_WHAT IS BEING ASKED_
Return every line of the data below that contains the string "base". Matching is case-sensitive.

— BEGIN INFORMATION GIVEN —

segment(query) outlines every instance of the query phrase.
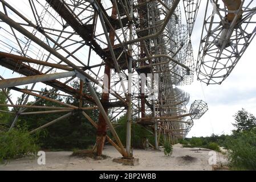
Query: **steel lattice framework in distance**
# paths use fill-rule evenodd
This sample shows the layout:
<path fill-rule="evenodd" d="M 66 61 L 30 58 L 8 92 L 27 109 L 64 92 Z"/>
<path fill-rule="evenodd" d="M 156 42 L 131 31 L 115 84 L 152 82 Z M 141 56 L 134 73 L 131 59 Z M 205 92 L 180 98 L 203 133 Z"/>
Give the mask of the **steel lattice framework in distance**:
<path fill-rule="evenodd" d="M 229 1 L 223 1 L 222 6 L 214 6 L 217 7 L 216 13 L 204 24 L 212 34 L 202 36 L 197 73 L 208 84 L 229 75 L 255 35 L 255 30 L 245 28 L 253 20 L 253 3 L 243 1 L 237 10 L 229 9 Z M 28 0 L 22 1 L 20 7 L 15 1 L 0 2 L 0 65 L 15 73 L 1 74 L 0 88 L 5 93 L 9 88 L 25 94 L 19 105 L 7 95 L 8 104 L 1 105 L 15 110 L 9 112 L 15 115 L 11 128 L 21 115 L 63 113 L 30 131 L 33 133 L 81 114 L 97 129 L 94 152 L 101 155 L 107 140 L 124 158 L 132 159 L 132 123 L 148 129 L 155 136 L 151 146 L 158 149 L 164 142 L 160 136 L 172 143 L 185 137 L 193 125 L 192 119 L 199 119 L 208 110 L 207 104 L 198 100 L 188 111 L 189 94 L 173 86 L 190 84 L 193 80 L 190 38 L 201 1 Z M 184 6 L 184 12 L 180 6 Z M 22 11 L 25 9 L 27 10 Z M 232 14 L 235 16 L 230 18 Z M 215 24 L 214 18 L 218 16 L 221 23 Z M 234 38 L 234 34 L 239 35 Z M 244 45 L 238 48 L 235 43 Z M 206 56 L 217 59 L 206 60 Z M 229 61 L 222 67 L 217 66 L 226 58 Z M 232 63 L 227 64 L 230 59 Z M 214 64 L 209 66 L 208 61 Z M 216 77 L 218 69 L 227 73 Z M 72 84 L 76 80 L 79 89 Z M 46 86 L 51 89 L 43 95 L 38 90 Z M 79 104 L 50 98 L 52 94 L 78 99 Z M 28 104 L 31 96 L 38 99 Z M 42 100 L 62 106 L 37 105 Z M 28 108 L 38 111 L 27 112 Z M 88 110 L 99 111 L 96 121 L 87 114 Z M 124 146 L 112 122 L 125 113 L 128 121 Z M 107 130 L 113 138 L 107 135 Z"/>

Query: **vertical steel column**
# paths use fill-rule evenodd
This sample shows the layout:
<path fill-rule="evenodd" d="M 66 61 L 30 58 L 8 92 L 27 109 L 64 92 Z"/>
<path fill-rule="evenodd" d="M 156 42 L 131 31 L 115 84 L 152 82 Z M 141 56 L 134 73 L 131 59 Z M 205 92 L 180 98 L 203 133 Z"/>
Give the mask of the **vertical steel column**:
<path fill-rule="evenodd" d="M 132 19 L 133 1 L 130 1 L 131 12 L 130 22 L 129 22 L 129 40 L 132 39 Z M 132 152 L 131 148 L 131 130 L 132 130 L 132 44 L 129 46 L 129 60 L 128 60 L 128 110 L 127 110 L 127 123 L 126 126 L 126 151 L 128 157 L 132 157 Z"/>
<path fill-rule="evenodd" d="M 139 1 L 140 3 L 142 3 L 143 2 L 144 2 L 145 0 L 140 0 Z M 145 5 L 144 6 L 147 6 L 147 5 Z M 141 10 L 139 10 L 139 8 L 138 8 L 138 12 L 139 12 L 139 18 L 140 20 L 140 30 L 142 30 L 143 29 L 143 12 Z M 143 42 L 141 41 L 140 42 L 140 58 L 144 58 L 145 57 L 144 56 L 144 48 L 143 48 Z M 145 46 L 147 46 L 147 45 Z M 140 62 L 140 67 L 143 67 L 144 65 L 144 61 L 141 61 Z M 140 82 L 140 98 L 141 98 L 141 118 L 145 118 L 145 90 L 144 90 L 144 84 L 145 84 L 145 83 L 143 83 L 143 80 L 141 80 L 141 82 Z"/>
<path fill-rule="evenodd" d="M 116 19 L 116 9 L 115 5 L 113 3 L 112 9 L 111 17 L 113 19 Z M 115 28 L 115 27 L 113 27 Z M 111 43 L 111 46 L 115 44 L 115 31 L 111 28 L 109 29 L 109 40 Z M 109 59 L 108 61 L 105 63 L 105 69 L 104 76 L 104 89 L 103 92 L 101 95 L 101 102 L 104 106 L 105 112 L 108 114 L 109 107 L 107 106 L 109 100 L 109 88 L 110 88 L 110 63 L 112 61 L 112 59 Z M 105 85 L 107 84 L 107 85 Z M 107 87 L 107 89 L 105 88 Z M 105 140 L 107 131 L 107 123 L 105 121 L 102 113 L 100 112 L 99 115 L 99 124 L 97 128 L 97 155 L 100 156 L 102 154 L 102 151 L 103 150 L 104 144 Z"/>

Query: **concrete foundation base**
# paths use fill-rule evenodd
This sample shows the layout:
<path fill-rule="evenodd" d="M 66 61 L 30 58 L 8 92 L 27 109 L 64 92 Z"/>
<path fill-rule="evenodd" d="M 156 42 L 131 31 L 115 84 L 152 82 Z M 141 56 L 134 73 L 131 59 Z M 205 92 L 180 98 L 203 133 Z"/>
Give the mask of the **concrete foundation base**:
<path fill-rule="evenodd" d="M 113 159 L 113 162 L 123 164 L 127 166 L 137 166 L 139 165 L 139 159 L 133 158 L 133 159 L 125 159 L 123 158 L 115 158 Z"/>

— END INFORMATION GIVEN —

_CORRECT OUTPUT_
Query: **concrete foundation base**
Give the mask of the **concrete foundation base**:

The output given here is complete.